■ **Exercise**:
Print the line containing "Where can the white house" and each line after it through the end, please, with nothing added.

■ **Task input**:
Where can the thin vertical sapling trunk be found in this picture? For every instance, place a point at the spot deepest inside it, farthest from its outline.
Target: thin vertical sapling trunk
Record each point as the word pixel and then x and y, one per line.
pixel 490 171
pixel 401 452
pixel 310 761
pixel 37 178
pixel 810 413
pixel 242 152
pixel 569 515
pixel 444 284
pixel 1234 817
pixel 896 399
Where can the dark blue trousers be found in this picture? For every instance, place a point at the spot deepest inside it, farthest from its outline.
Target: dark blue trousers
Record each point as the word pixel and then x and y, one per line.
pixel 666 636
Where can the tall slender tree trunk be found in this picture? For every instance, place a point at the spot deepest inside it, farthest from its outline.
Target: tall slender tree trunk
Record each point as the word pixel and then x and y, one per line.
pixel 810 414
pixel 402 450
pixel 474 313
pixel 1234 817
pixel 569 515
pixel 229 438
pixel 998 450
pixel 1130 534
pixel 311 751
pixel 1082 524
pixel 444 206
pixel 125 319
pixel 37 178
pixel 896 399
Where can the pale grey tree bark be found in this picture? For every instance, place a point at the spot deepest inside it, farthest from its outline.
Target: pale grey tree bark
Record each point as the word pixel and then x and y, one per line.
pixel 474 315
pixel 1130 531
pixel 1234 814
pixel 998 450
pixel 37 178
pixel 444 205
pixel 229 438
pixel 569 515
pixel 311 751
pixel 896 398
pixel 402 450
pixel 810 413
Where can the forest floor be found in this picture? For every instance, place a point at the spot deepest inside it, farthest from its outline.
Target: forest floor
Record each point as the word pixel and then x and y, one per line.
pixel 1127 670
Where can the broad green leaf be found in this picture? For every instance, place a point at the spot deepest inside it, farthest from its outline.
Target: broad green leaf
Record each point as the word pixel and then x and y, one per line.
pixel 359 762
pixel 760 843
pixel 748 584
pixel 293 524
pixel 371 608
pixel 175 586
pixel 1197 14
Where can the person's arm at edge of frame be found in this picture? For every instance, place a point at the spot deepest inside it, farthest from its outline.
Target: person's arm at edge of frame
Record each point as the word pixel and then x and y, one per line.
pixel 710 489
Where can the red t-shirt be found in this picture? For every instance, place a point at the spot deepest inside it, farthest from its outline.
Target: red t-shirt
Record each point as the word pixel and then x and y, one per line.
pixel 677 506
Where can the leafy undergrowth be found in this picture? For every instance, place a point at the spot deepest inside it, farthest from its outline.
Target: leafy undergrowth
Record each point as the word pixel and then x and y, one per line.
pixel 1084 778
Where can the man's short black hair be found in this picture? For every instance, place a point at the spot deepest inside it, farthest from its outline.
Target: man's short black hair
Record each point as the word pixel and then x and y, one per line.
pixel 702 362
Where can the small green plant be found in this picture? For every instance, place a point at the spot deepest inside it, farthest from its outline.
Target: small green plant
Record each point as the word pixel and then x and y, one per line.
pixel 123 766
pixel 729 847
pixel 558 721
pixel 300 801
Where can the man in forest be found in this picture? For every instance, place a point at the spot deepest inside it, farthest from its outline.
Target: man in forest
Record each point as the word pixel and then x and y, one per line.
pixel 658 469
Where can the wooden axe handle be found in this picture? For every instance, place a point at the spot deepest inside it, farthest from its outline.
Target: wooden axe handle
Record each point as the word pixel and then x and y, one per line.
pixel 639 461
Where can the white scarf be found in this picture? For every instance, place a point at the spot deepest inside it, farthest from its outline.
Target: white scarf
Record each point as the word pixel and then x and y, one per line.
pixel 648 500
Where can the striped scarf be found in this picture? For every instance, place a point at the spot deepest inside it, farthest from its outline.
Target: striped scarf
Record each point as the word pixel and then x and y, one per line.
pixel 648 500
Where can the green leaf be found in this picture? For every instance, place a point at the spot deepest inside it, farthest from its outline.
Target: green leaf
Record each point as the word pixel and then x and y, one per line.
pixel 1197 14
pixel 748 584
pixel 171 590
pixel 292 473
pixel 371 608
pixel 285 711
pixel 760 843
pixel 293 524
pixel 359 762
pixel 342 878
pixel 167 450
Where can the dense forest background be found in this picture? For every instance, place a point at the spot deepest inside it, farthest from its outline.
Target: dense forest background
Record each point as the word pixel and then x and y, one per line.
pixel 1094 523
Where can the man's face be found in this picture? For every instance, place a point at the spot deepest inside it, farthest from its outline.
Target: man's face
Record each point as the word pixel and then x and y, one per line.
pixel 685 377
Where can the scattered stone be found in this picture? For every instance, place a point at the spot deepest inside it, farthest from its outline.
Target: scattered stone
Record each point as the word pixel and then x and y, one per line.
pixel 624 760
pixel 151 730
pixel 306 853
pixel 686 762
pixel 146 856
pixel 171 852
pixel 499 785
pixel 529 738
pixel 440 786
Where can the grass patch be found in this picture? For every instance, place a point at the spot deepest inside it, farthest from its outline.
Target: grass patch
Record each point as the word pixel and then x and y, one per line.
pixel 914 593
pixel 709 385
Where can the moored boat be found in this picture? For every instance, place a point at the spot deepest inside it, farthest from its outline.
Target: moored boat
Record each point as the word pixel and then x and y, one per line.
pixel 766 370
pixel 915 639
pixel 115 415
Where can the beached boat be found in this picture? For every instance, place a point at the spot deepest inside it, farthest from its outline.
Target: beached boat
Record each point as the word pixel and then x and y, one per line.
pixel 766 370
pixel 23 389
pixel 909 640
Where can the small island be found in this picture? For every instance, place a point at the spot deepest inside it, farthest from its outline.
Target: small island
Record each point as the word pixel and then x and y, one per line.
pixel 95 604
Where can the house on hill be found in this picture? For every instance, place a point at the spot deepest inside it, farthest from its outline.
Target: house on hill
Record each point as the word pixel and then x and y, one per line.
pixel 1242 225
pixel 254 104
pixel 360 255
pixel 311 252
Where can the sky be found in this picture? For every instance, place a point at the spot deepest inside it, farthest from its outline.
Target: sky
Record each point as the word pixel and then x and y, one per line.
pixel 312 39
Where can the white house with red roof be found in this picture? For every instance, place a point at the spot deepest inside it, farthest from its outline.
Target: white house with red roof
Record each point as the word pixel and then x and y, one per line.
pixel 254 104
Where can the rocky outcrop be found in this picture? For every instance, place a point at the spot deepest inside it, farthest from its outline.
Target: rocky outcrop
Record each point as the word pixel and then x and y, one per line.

■ **Exercise response**:
Where can the white house with red roof be found in this picture? For every instance, place a point at the spot deepest inside it, farthest from its outline.
Target: white house with red roof
Record each point as the word pixel and then x and y, one per line.
pixel 254 104
Where can the rocky outcrop be found in this picture? For every instance, place a point at the spot deepest inside it, farthest from its outline.
Target: rocky outcrop
Record each point as the word pixel and then x and y, one per line.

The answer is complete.